• [Given text]
Horse owners in Missouri are being warned to watch for a disease that is uncommon in the state, but has spiked because of the long summer drought.
Philip Johnson, a professor of equine medicine and surgery in the University of Missouri’s College of Veterinary Medicine, says he has seen a big increase in the number of Missouri horses infected with Pigeon Fever, or Corynebacterium pseudotuberculosis, a bacterial infection that can cause painful swelling, abscesses and inflammation in the legs, chests, and abdominal cavities.
The disease is also known as Pigeon breast, False strangles, and Dry land distemper.
“Under normal conditions, this disease is uncommon in Missouri,” Johnson said.
“Likely because of the extremely dry weather Missouri has experienced in the last six months, we have seen an abnormally large number of cases pop up throughout the state.
“The disease is contracted through abrasions in the skin, as well as by bites from flies and ticks.”
Johnson says that horse owners should keep a wary eye on their horses for swelling in their chests or swollen abscesses and sores on their legs.
He says infected horses may also show behavioral signs of sickness such as lethargy, depression and loss of appetite.

• [Supplied records]
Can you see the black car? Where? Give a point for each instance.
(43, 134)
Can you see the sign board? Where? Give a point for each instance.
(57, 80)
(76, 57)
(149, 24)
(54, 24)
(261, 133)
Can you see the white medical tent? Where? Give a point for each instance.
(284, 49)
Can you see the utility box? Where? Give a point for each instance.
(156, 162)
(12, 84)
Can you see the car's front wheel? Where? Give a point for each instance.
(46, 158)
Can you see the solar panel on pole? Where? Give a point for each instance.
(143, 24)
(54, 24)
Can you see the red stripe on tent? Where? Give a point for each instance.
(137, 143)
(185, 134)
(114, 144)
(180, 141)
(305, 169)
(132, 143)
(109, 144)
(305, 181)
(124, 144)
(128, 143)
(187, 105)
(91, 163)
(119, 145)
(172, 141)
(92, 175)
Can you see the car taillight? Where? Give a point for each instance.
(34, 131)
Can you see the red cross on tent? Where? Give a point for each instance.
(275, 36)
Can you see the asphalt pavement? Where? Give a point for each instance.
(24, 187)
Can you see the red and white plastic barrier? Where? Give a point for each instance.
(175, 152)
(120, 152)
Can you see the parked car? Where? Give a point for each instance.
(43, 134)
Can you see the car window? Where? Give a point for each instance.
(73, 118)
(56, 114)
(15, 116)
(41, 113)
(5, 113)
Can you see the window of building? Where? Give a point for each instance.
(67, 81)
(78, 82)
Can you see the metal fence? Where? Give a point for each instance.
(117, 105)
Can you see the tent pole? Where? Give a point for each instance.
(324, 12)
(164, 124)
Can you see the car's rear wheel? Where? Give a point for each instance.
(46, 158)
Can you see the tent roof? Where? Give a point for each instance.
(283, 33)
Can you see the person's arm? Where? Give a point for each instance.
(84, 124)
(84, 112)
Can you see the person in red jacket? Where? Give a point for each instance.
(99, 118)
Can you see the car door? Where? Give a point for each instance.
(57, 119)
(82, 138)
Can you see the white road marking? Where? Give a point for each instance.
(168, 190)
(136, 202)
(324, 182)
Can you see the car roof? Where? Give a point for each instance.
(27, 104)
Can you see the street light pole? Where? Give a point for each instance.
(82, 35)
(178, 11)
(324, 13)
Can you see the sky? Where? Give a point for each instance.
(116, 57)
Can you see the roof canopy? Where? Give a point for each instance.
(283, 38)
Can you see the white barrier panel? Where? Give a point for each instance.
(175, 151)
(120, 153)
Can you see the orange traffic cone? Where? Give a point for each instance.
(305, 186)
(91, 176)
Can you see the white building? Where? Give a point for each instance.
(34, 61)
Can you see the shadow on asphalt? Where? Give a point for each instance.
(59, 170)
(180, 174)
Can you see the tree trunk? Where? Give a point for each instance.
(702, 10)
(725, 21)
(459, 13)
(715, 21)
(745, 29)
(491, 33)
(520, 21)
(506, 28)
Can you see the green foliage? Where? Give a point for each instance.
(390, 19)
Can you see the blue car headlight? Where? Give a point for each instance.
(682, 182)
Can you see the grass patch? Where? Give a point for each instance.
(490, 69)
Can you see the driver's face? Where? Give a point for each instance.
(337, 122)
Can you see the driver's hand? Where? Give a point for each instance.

• [Actions to take]
A. From the Pigeon Fever article, copy the passage between "Horse owners in" and "Dry land distemper.", inclusive.
B. Translate this sentence from the Pigeon Fever article into Spanish: "He says infected horses may also show behavioral signs of sickness such as lethargy, depression and loss of appetite."
C. Write the next part of the Pigeon Fever article, picking up after its final sentence.

• [Results for the exercise]
A.
Horse owners in Missouri are being warned to watch for a disease that is uncommon in the state, but has spiked because of the long summer drought.
Philip Johnson, a professor of equine medicine and surgery in the University of Missouri’s College of Veterinary Medicine, says he has seen a big increase in the number of Missouri horses infected with Pigeon Fever, or Corynebacterium pseudotuberculosis, a bacterial infection that can cause painful swelling, abscesses and inflammation in the legs, chests, and abdominal cavities.
The disease is also known as Pigeon breast, False strangles, and Dry land distemper.

B. Dice que los caballos infectados también pueden mostrar signos conductuales de enfermedad, como letargo, depresión y pérdida de apetito.

C.
If an infection is left unattended for too long, it could result in lameness and even death if the infection moves into internal organs.
“It is very important for horse owners to monitor their horses’ health carefully,” Johnson said.
“They should call their veterinarians as soon as they see any potential sign of infection, so that the veterinarians can accurately diagnose the condition. The earlier the infection is detected, the easier and more effective the treatment will be.”
Johnson also recommends that owners quarantine any horses they believe might be infected, as draining abscesses can spread the disease to healthy horses. He says that treatment typically involves draining any abscesses close to the surface of the skin and allowing them to heal.
He recommends the use of antibiotics only if the abscesses are deeper under the skin or if the infection has moved to the internal organs of the horse.